> _Problem_
Gather every line from the entries below that contains the string "face", and copy each one in full. Matching is case-sensitive.

> _Data for processing_
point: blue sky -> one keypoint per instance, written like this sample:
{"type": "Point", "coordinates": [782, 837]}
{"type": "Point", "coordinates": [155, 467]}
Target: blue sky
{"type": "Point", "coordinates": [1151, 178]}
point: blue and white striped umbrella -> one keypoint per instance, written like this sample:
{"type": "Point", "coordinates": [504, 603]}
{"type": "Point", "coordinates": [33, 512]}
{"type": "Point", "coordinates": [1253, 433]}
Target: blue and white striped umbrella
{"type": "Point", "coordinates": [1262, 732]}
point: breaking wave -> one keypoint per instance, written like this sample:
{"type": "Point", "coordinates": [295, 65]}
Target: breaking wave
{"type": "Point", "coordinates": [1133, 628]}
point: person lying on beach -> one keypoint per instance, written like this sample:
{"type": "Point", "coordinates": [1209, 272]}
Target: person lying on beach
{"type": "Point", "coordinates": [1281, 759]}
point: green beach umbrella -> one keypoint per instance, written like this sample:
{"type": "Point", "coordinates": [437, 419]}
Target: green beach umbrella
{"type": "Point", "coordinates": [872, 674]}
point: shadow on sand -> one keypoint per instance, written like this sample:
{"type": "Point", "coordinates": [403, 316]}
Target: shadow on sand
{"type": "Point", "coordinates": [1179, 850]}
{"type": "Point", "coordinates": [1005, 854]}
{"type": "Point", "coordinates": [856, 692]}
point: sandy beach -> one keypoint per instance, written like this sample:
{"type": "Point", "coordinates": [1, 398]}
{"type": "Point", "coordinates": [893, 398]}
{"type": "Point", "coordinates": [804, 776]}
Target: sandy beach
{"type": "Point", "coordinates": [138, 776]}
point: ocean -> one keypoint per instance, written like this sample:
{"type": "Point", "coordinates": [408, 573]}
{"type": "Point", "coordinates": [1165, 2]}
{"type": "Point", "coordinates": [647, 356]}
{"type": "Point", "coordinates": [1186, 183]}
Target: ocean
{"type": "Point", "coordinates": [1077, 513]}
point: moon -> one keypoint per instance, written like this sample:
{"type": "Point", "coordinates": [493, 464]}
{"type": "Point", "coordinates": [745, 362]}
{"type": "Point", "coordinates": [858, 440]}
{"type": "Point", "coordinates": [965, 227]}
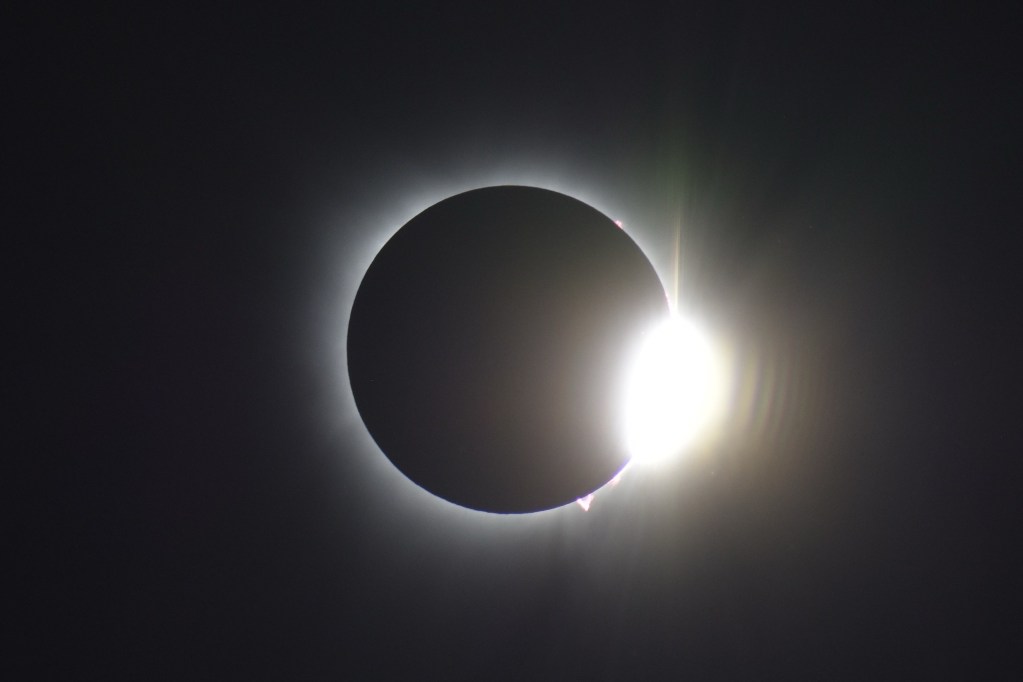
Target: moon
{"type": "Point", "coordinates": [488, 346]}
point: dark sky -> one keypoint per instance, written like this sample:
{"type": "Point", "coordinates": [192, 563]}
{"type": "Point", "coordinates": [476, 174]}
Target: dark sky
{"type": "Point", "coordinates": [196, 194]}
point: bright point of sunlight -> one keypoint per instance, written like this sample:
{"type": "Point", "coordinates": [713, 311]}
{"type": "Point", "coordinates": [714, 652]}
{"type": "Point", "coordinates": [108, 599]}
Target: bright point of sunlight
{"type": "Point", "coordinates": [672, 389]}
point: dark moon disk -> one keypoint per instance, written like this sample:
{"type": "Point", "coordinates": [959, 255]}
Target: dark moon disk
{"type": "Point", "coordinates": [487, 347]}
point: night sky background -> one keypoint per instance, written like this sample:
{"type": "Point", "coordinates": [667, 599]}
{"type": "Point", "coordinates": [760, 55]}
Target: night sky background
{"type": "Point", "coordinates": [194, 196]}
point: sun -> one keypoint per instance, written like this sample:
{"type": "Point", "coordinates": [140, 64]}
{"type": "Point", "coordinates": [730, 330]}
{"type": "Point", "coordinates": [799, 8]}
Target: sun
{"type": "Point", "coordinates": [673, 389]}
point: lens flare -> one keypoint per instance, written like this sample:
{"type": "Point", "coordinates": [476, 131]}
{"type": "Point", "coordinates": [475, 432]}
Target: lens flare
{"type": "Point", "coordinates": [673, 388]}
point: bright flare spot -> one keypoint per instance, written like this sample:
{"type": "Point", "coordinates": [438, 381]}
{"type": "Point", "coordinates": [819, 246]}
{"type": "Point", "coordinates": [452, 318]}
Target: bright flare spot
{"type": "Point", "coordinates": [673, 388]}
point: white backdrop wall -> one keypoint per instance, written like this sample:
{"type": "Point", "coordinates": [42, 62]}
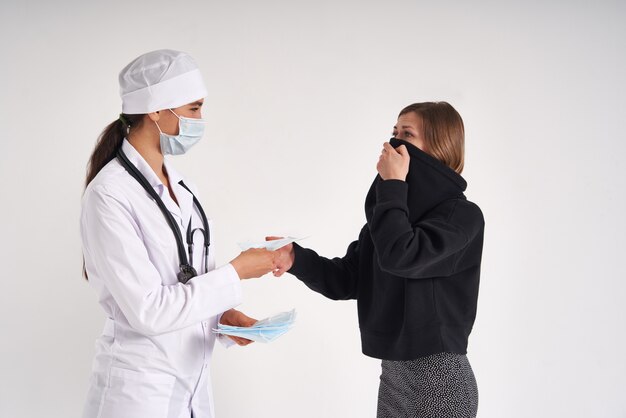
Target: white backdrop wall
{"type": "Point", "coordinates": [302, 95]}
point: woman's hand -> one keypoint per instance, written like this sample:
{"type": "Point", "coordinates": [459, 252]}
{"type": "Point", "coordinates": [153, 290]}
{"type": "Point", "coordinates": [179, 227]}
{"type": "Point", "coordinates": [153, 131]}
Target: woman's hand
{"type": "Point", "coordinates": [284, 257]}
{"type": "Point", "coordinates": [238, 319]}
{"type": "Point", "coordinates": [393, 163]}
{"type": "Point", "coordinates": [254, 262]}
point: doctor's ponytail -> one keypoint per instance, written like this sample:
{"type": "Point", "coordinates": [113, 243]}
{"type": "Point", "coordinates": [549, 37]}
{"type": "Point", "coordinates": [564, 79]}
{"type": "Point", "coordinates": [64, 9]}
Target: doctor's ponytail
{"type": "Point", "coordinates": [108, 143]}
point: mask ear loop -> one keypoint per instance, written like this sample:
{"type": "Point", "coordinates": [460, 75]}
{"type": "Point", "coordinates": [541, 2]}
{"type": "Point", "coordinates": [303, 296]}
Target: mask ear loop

* * *

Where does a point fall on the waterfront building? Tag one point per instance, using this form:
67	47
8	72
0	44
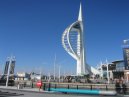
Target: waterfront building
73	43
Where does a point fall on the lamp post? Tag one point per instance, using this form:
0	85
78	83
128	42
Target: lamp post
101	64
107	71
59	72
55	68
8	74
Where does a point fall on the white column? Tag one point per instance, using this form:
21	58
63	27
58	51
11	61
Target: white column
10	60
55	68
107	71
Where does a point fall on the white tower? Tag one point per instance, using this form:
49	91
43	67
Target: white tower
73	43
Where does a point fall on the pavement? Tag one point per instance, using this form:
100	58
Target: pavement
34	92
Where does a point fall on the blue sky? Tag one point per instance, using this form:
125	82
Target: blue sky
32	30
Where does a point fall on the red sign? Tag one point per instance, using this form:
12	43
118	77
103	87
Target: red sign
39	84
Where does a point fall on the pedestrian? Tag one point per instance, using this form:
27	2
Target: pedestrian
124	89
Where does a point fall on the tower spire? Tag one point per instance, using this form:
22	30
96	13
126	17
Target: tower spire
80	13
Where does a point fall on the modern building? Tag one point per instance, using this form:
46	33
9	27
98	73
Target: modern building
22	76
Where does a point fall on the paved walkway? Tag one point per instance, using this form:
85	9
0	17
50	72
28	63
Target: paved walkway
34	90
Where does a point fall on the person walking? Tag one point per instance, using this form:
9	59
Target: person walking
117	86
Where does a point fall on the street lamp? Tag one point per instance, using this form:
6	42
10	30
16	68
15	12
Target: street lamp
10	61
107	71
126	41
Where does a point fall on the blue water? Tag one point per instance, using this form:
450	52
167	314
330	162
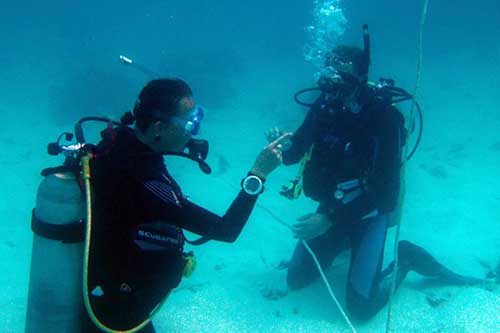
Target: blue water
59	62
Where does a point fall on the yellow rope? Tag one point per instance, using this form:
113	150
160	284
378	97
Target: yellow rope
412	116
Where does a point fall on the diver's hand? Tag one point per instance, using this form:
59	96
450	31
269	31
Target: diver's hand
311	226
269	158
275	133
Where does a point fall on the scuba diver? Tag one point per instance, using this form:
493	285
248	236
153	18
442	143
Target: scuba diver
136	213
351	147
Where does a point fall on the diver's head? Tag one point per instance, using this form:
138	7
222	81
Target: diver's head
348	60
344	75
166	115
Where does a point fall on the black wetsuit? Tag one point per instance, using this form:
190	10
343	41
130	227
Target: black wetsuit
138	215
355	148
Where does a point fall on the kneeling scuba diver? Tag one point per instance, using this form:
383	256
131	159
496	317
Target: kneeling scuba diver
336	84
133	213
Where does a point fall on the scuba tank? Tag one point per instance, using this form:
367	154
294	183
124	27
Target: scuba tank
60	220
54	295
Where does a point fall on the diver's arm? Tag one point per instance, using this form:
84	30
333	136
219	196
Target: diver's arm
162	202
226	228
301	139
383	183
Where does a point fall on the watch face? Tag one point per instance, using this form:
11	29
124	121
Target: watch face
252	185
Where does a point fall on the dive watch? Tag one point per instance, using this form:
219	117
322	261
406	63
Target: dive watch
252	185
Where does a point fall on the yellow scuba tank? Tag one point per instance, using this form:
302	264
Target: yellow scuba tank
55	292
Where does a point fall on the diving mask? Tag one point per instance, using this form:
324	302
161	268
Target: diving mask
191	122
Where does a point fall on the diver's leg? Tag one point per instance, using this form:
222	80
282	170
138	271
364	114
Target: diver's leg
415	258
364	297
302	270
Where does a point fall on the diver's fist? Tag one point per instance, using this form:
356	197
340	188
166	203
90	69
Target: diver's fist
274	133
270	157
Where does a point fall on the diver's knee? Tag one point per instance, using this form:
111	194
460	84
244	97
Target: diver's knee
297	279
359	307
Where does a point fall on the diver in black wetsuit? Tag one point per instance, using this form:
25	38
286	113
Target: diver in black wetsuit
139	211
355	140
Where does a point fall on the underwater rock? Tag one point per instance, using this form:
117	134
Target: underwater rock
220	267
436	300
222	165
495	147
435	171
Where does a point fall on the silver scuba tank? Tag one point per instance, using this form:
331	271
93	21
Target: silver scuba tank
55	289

* * *

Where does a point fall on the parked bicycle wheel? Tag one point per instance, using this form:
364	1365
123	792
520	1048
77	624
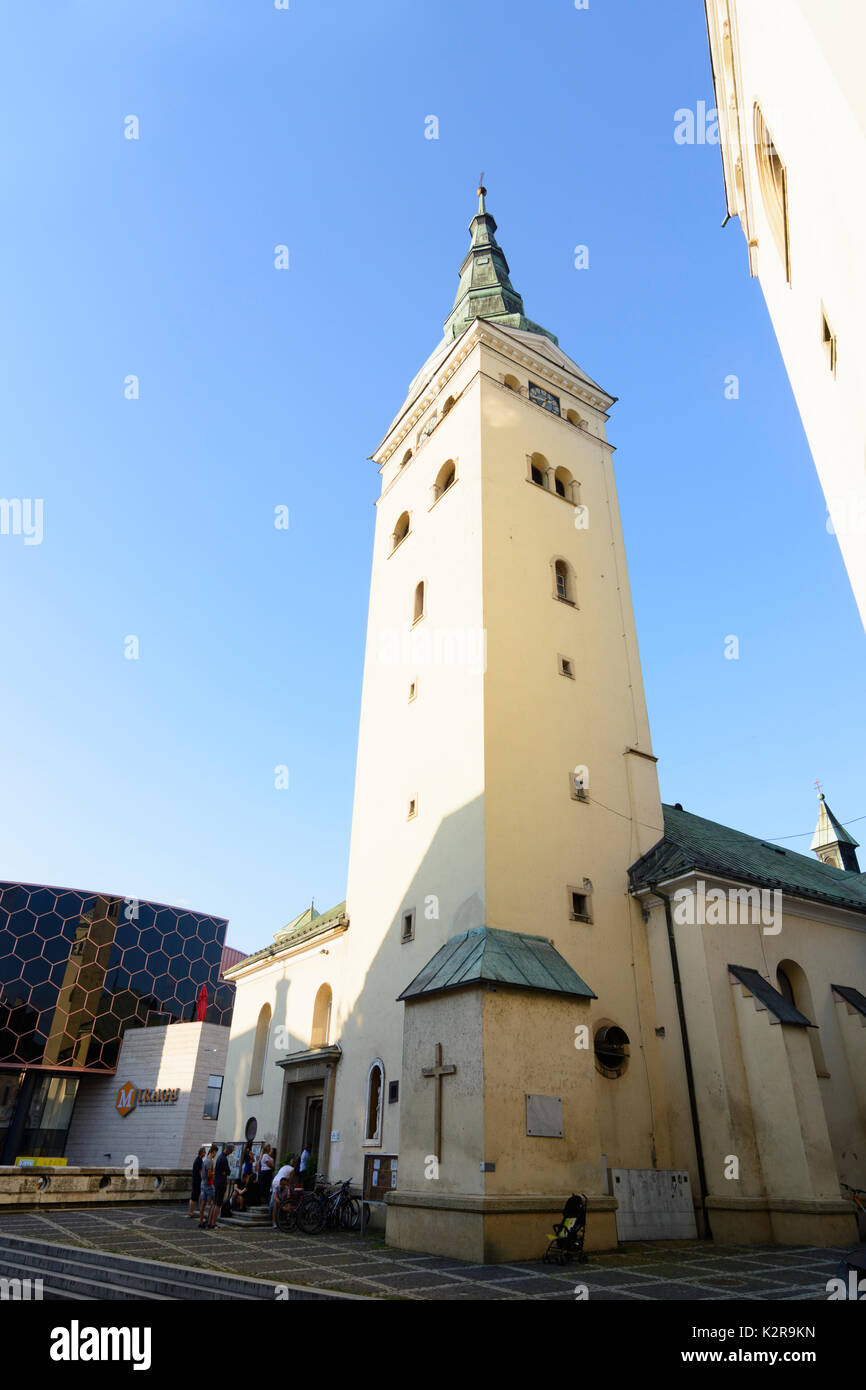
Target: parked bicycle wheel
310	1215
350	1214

> _Exercise answer_
Where does a point fall on the watch face? Tag one point per instance, using this form:
Target: watch face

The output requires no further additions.